From the first line through the line containing "[[[0,23],[36,29],[95,30],[100,28],[100,0],[0,0],[0,15]]]", change "trace" to "draw" and leave everything else unchanged.

[Region annotation lines]
— Begin —

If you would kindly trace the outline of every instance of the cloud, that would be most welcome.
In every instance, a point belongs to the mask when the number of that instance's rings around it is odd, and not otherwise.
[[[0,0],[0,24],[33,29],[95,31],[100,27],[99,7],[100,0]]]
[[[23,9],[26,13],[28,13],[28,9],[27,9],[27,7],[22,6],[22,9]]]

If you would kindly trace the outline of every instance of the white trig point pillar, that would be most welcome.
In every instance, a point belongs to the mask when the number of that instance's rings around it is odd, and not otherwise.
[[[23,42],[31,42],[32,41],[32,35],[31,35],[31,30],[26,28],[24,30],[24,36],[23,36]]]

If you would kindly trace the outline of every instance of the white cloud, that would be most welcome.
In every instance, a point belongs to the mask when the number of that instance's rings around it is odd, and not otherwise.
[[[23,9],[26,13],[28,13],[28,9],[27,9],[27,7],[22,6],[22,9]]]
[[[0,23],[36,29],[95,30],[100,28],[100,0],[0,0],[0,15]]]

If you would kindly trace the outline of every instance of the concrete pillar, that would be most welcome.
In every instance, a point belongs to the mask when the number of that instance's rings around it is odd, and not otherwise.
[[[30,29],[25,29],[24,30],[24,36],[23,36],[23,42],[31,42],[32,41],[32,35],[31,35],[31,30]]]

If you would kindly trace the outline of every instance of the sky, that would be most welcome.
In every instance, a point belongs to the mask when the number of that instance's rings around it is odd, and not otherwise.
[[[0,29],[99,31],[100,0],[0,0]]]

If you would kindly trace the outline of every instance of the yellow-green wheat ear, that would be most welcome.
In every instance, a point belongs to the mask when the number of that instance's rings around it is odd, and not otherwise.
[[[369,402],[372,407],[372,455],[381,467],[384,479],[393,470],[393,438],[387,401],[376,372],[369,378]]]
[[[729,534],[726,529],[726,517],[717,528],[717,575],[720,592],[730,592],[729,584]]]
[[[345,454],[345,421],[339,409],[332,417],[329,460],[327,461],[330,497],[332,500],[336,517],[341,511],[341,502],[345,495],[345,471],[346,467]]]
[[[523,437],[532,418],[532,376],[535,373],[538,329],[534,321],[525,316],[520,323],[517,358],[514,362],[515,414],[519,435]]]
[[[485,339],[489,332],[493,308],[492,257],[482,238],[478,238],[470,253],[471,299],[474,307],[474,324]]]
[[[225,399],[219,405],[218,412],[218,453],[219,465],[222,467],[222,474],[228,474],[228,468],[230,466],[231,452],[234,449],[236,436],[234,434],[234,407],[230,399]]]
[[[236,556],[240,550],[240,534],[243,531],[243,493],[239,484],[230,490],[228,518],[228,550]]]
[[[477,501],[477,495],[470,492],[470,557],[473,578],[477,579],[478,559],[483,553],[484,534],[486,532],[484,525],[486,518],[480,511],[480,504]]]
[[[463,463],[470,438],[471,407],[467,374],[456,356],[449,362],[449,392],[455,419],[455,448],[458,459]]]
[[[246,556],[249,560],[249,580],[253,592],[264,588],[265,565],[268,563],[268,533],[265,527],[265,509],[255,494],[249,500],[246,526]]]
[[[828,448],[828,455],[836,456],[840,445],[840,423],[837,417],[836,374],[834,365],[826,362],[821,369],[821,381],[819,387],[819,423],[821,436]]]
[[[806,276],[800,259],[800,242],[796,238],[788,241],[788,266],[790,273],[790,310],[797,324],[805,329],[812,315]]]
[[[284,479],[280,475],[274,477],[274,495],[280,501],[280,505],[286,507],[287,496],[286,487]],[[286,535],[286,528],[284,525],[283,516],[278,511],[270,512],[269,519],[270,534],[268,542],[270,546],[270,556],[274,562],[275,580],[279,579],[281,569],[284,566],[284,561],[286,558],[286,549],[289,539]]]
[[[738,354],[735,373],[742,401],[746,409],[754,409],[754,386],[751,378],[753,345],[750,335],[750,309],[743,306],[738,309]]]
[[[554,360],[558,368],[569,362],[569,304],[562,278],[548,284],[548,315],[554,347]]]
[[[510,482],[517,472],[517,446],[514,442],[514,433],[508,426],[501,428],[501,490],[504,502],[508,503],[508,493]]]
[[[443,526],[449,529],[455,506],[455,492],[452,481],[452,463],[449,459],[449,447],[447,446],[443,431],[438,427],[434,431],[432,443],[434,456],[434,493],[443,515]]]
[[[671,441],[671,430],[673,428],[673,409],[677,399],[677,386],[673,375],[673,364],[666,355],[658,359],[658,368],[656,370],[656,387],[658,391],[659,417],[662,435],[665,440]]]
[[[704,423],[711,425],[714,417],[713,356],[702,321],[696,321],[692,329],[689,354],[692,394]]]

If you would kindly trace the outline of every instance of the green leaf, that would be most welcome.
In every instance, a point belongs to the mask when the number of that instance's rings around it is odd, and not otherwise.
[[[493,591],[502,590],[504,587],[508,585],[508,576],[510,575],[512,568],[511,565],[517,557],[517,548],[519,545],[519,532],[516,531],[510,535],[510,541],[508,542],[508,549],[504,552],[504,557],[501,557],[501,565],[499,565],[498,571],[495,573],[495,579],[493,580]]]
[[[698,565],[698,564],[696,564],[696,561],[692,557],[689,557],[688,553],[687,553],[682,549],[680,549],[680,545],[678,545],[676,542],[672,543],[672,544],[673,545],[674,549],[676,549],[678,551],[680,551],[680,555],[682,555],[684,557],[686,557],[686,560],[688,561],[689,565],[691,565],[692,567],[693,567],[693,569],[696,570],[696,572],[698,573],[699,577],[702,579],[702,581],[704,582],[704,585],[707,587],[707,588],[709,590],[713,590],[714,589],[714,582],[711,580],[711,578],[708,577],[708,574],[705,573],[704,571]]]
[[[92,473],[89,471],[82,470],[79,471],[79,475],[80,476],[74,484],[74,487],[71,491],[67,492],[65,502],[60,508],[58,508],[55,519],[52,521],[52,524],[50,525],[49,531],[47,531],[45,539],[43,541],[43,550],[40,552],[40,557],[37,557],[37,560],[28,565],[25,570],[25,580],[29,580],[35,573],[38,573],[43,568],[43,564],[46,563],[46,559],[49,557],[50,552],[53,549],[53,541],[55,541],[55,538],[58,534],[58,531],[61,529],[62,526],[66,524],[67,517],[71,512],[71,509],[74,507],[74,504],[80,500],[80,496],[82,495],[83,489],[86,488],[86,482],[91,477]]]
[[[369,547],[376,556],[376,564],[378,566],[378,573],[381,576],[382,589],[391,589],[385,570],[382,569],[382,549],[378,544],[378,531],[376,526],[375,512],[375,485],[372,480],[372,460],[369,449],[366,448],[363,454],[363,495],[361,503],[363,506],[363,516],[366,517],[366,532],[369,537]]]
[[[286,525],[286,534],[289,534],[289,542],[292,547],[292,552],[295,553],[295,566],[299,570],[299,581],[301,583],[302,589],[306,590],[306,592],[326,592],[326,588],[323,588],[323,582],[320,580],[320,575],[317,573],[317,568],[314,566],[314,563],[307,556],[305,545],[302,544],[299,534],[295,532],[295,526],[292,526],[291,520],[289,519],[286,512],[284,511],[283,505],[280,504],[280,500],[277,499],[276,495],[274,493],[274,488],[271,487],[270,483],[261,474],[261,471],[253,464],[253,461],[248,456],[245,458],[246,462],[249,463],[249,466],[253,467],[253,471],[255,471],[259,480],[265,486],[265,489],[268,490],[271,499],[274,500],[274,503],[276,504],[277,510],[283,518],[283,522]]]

— End —

## Result of this task
If you would kindly draw the outline of every instance of the cloud, that would be most welcome.
In every instance, a point belongs to the mask when the number of that instance's rings around it is odd, and not otherwise.
[[[0,0],[0,24],[33,29],[95,31],[100,27],[99,7],[100,0]]]
[[[23,9],[26,13],[28,13],[28,9],[27,9],[27,7],[22,6],[22,9]]]

If you would kindly draw the outline of every instance of the white trig point pillar, that would be most welcome.
In every instance, a point belongs to the mask when the number of that instance's rings around it is odd, and not otherwise.
[[[23,42],[31,42],[32,41],[32,35],[31,35],[31,30],[26,28],[24,30],[24,36],[23,36]]]

If you would kindly draw the outline of every instance of the white cloud, that would be most welcome.
In every instance, a point belongs to the mask when the number of that instance's rings around it is odd, and not otherwise.
[[[23,9],[26,13],[28,13],[28,9],[27,9],[27,7],[22,6],[22,9]]]
[[[0,23],[36,29],[95,30],[100,28],[100,0],[0,0],[0,15]]]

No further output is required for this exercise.